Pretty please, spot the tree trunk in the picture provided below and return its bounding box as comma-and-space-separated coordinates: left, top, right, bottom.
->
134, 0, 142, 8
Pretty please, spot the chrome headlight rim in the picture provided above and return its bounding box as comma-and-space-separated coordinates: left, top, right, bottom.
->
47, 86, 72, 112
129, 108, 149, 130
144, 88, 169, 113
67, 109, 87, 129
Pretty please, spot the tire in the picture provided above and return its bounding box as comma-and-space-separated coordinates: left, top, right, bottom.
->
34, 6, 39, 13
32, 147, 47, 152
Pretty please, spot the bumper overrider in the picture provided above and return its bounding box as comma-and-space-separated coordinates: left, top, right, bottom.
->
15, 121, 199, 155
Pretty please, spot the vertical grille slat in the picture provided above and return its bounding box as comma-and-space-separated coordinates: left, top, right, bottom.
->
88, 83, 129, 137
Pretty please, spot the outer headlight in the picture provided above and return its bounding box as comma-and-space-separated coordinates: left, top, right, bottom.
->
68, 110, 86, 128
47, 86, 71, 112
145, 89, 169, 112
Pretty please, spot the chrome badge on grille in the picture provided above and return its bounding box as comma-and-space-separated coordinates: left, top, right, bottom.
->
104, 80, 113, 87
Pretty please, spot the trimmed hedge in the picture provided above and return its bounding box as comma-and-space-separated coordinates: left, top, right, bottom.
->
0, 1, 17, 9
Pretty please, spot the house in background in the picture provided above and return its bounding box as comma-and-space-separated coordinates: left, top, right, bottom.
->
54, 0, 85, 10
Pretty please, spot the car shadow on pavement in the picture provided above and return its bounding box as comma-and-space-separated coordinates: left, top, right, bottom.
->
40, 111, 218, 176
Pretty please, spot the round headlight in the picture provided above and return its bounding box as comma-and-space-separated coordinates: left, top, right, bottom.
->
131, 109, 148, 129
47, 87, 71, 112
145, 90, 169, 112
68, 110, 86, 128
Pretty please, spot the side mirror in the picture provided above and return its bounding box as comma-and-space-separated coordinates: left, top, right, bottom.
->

⁂

■ **Job**:
Print all of the records above again, word for word, with no changes.

■ **Finished answer**:
Pretty please, spot the tree trunk in the picture provided below and return its bounding box as comma-and-space-separated coordinates: left, top, right, bottom.
->
134, 0, 142, 8
Pretty please, spot the chrome headlight rim in the picture provided above and return its bounding box as comma-and-space-separated coordinates: left, top, right, bottom.
->
47, 86, 72, 112
129, 108, 149, 130
144, 88, 169, 113
67, 109, 87, 129
Pretty please, spot the tire in the picture provided above and return its bounding box as comma-and-space-separated coordinates: left, top, right, bottom.
->
34, 6, 39, 13
32, 147, 47, 152
Pretty please, spot the bumper overrider in the picture provided above and return its bounding box as comma-and-space-separated coordinates: left, top, right, bottom.
->
15, 121, 199, 155
Pretty please, spot the vertical grille slat in the picture provided above and return its bounding box as comma-and-space-separated coordinates: left, top, right, bottom.
->
88, 83, 129, 137
Pretty please, spot the outer headlight in the picture provided above and return its bounding box as comma-and-space-separated coordinates: left, top, right, bottom.
->
68, 110, 86, 128
47, 86, 71, 112
145, 89, 169, 112
Pretty please, spot the chrome badge on grille in the picture provided above and return its bounding box as comma-and-space-separated coordinates: left, top, right, bottom.
->
104, 80, 113, 87
Pretty please, spot the trimmed hedge in the picture provided above and return its bounding box as comma-and-space-separated coordinates: left, top, right, bottom.
->
0, 1, 17, 9
Pretty please, spot the house in background in the picture provided above and return its bounding box as comma-and-space-separated coordinates: left, top, right, bottom.
->
54, 0, 85, 10
Pretty please, spot the car shadow on pavement in the picture provided above and return its bounding box as comma-and-space-separated coordinates: left, top, right, bottom.
->
40, 111, 218, 176
Pretty please, spot the round headlight in the picture provided above and return its bounding box as comma-and-space-separated coordinates: left, top, right, bottom.
->
131, 109, 148, 129
47, 87, 71, 112
145, 90, 169, 112
68, 110, 86, 128
Pretty please, spot the side mirror in the picture provided above and return its bounding box as comma-and-space-separated coordinates: left, top, right, bottom.
->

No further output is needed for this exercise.